WHAT THE TASK REQUIRES
Reproduce the lines below verbatim. Pictures are to be omitted.

SUPPLIED MATERIAL
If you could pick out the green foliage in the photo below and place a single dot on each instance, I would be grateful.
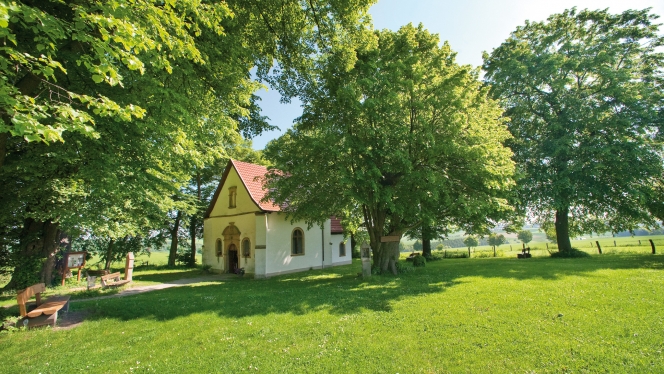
(583, 93)
(525, 236)
(419, 261)
(404, 135)
(27, 270)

EXERCISE RESULT
If you could pick out the green foliage in the photo below and place a single dot on each instance, I would be grateful.
(583, 93)
(525, 236)
(419, 261)
(404, 135)
(27, 270)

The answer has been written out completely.